%%

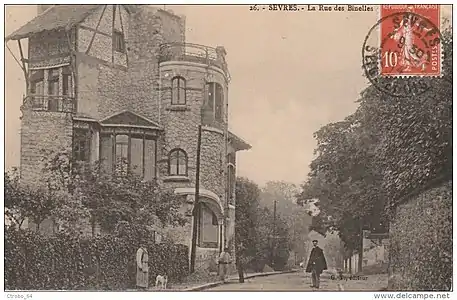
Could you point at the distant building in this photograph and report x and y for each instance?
(119, 81)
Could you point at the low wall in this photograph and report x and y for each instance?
(421, 242)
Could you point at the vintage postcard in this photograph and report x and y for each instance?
(263, 147)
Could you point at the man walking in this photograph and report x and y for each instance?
(142, 267)
(316, 264)
(224, 260)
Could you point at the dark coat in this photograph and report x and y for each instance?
(316, 261)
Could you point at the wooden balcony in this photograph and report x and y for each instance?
(194, 53)
(50, 103)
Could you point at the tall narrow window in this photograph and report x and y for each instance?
(81, 144)
(106, 153)
(218, 103)
(122, 145)
(53, 82)
(178, 90)
(53, 89)
(214, 220)
(149, 159)
(37, 82)
(136, 155)
(66, 81)
(118, 41)
(216, 100)
(231, 181)
(177, 162)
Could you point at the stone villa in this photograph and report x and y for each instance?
(119, 81)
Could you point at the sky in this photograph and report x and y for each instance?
(292, 72)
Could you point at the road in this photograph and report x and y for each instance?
(301, 282)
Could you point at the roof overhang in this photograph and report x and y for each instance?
(59, 17)
(238, 143)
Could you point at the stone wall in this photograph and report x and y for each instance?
(42, 130)
(420, 252)
(102, 21)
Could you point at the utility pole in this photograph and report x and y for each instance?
(360, 261)
(195, 211)
(274, 234)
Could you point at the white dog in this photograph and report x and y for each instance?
(162, 280)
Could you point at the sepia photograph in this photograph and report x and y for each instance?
(228, 147)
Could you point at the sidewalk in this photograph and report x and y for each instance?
(230, 279)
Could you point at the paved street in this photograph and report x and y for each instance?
(301, 282)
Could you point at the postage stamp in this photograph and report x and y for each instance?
(410, 43)
(403, 50)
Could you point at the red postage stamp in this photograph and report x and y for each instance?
(410, 40)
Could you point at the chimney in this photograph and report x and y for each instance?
(41, 8)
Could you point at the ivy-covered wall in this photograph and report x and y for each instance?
(421, 242)
(65, 262)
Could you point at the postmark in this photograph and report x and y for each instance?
(402, 51)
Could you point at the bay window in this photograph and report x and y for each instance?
(177, 163)
(123, 151)
(37, 82)
(66, 81)
(178, 91)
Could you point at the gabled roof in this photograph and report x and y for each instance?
(127, 117)
(56, 17)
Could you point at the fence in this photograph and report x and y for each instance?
(64, 262)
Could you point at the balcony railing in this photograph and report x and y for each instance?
(50, 103)
(194, 53)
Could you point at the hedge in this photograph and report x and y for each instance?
(64, 262)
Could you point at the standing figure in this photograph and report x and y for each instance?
(316, 264)
(224, 261)
(142, 267)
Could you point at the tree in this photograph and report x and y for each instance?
(111, 200)
(296, 217)
(16, 199)
(247, 198)
(24, 202)
(388, 148)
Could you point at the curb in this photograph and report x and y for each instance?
(233, 280)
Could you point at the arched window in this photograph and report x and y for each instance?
(178, 90)
(216, 100)
(177, 162)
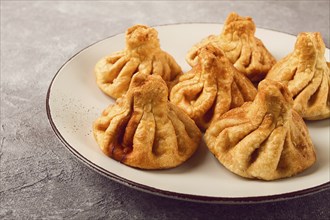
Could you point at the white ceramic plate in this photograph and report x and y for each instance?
(74, 102)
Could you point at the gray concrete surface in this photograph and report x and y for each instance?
(40, 178)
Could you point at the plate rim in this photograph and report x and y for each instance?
(161, 192)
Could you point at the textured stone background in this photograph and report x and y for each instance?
(39, 177)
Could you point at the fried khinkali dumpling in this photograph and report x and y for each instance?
(211, 88)
(142, 54)
(307, 75)
(144, 130)
(264, 139)
(246, 52)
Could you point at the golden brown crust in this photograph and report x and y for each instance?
(264, 139)
(144, 130)
(142, 54)
(307, 75)
(211, 88)
(246, 52)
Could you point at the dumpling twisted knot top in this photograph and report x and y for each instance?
(264, 139)
(141, 55)
(307, 75)
(143, 129)
(211, 88)
(246, 52)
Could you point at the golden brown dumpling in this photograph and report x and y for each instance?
(211, 87)
(264, 139)
(142, 54)
(307, 75)
(143, 129)
(246, 52)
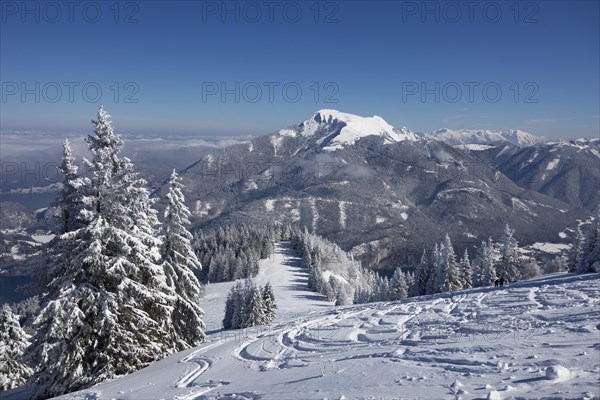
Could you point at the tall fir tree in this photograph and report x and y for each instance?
(422, 276)
(71, 199)
(399, 285)
(448, 273)
(466, 271)
(108, 308)
(576, 251)
(507, 269)
(434, 282)
(14, 372)
(73, 214)
(590, 254)
(269, 303)
(488, 265)
(182, 267)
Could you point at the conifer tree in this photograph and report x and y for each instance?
(449, 275)
(466, 271)
(13, 342)
(422, 276)
(182, 267)
(399, 285)
(108, 308)
(269, 303)
(507, 269)
(590, 254)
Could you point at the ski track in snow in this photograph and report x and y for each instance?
(488, 339)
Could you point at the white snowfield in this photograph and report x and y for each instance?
(355, 127)
(529, 340)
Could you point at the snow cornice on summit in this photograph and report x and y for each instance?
(345, 129)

%%

#### OBJECTIVE:
The listing above needs to be output again exactly. Don't include the pictures.

#### REPLY:
Could you point at the distant building in this photograph and report x and y for each instance?
(119, 81)
Could you point at the low wall in this photograph and report x and y for each instance?
(421, 242)
Could you point at the vintage postcard in this photograph and report x and y for each instance?
(263, 147)
Could you point at the man walking in this photograph and report x and y for each instance?
(142, 267)
(316, 264)
(224, 260)
Could you point at the dark coat in this photograph and report x and y for each instance?
(316, 261)
Could you point at the wooden balcony in this photograph and report x and y for each instance?
(194, 53)
(50, 103)
Could you point at the tall narrow window in this photograph and report x and y for each instance?
(81, 144)
(106, 153)
(218, 103)
(122, 145)
(53, 82)
(178, 90)
(53, 89)
(214, 220)
(149, 159)
(37, 82)
(136, 155)
(66, 81)
(118, 41)
(216, 100)
(231, 181)
(177, 162)
Could you point at the stone villa in this photograph and report x and y for each instance?
(119, 81)
Could you point at the sky in this photograph and report x and y for each instance?
(292, 72)
Could you point at the road in this photograph and report x and y for each instance?
(301, 282)
Could you point at the roof overhang in this photograph and report x and y for each instance?
(59, 17)
(238, 143)
Could you point at the stone wall in this photograph and report x and y for each instance?
(42, 130)
(420, 252)
(102, 21)
Could you point at the utility pole in this photograph and report x and y for each instance?
(360, 261)
(195, 211)
(274, 234)
Could you point at the white dog in this photograph and report x and y for each instance?
(162, 280)
Could you point at the sepia photograph in this photograph and report x and y for each instance?
(228, 147)
Could you point at the sidewalk in this photograph and report x and y for each instance?
(230, 279)
Could you point at the paved street in this photograph and report x and y for each instance?
(301, 282)
Could you point at the postage stamp in this photograph and report x and y for each instance?
(410, 43)
(403, 50)
Could you point at the red postage stamp in this photograph and report x and y for each instance?
(410, 40)
Could you point at the chimney in this photograph and report x and y for each instance?
(41, 8)
Could you point at the ivy-covered wall in this photograph and report x and y for each instance?
(421, 242)
(65, 262)
Could you point at the postmark in this photograph and report x and y for each instance?
(402, 51)
Could you point at the bay window in this photograph and report x and y for each instance?
(177, 163)
(123, 151)
(37, 82)
(66, 81)
(178, 91)
Could you point at the gabled roof in this photograph and report x and y for each instance?
(127, 117)
(56, 17)
Could you point at the fence in this photograph and report x and y for each instance?
(64, 262)
Could you point at the balcony railing in this photograph and report x and y for each instance?
(50, 103)
(194, 53)
Could you point at the hedge in this photograph and report x and y for each instance?
(64, 262)
Could you point at the standing figure in this photograph and report x and y for each instance?
(316, 264)
(224, 261)
(142, 267)
Could you point at the tree in this photograph and report x and y for each instance?
(111, 200)
(296, 217)
(16, 199)
(247, 198)
(24, 202)
(388, 148)
Could you point at the curb in this photograph and report x and y for each instance?
(233, 280)
Could you point at the arched window in this photograph and report x and y for each instance?
(178, 90)
(216, 100)
(177, 162)
Could you point at the white ceramic plate in this photograph and report x and y for each instance?
(74, 102)
Could you point at the gray concrete surface in this photograph and report x and y for each instance?
(40, 178)
Could you point at the plate rim in this photograph and report x and y for each instance?
(161, 192)
Could you point at the textured stone background in this photograph and report x and y for each instance?
(39, 177)
Could you point at the fried khinkali dumpling in this photograph and report x and y for each instance?
(211, 88)
(142, 54)
(307, 75)
(144, 130)
(264, 139)
(246, 52)
Could you point at the golden brown crust in this photograph and report x and y for each instance?
(264, 139)
(144, 130)
(142, 54)
(307, 75)
(211, 88)
(246, 52)
Could you point at the dumpling twisted knot top in this photograph and report x and y for each instance?
(264, 139)
(141, 55)
(307, 75)
(143, 129)
(211, 88)
(246, 52)
Could you point at the golden brown dumpling in this photograph and report x and y for each instance?
(211, 87)
(264, 139)
(142, 54)
(307, 75)
(143, 129)
(246, 52)
Could you point at the tall fir tree in this photograph and report x and y for each instance?
(422, 276)
(71, 199)
(399, 285)
(448, 273)
(466, 271)
(108, 308)
(576, 251)
(507, 269)
(434, 282)
(14, 372)
(73, 214)
(590, 254)
(269, 303)
(488, 265)
(182, 267)
Could you point at the conifer tree in this photograph and report x and y for each instance?
(449, 275)
(466, 271)
(13, 342)
(422, 276)
(182, 267)
(399, 285)
(108, 308)
(269, 303)
(507, 269)
(590, 254)
Could you point at the ski track in snow in this photograph and report x and y for each instance?
(488, 339)
Could you point at the white snowfield in this photograph and report x and y for each instance?
(355, 127)
(529, 340)
Could you point at the snow cornice on summit in this photograph and report x and y for each instance?
(345, 129)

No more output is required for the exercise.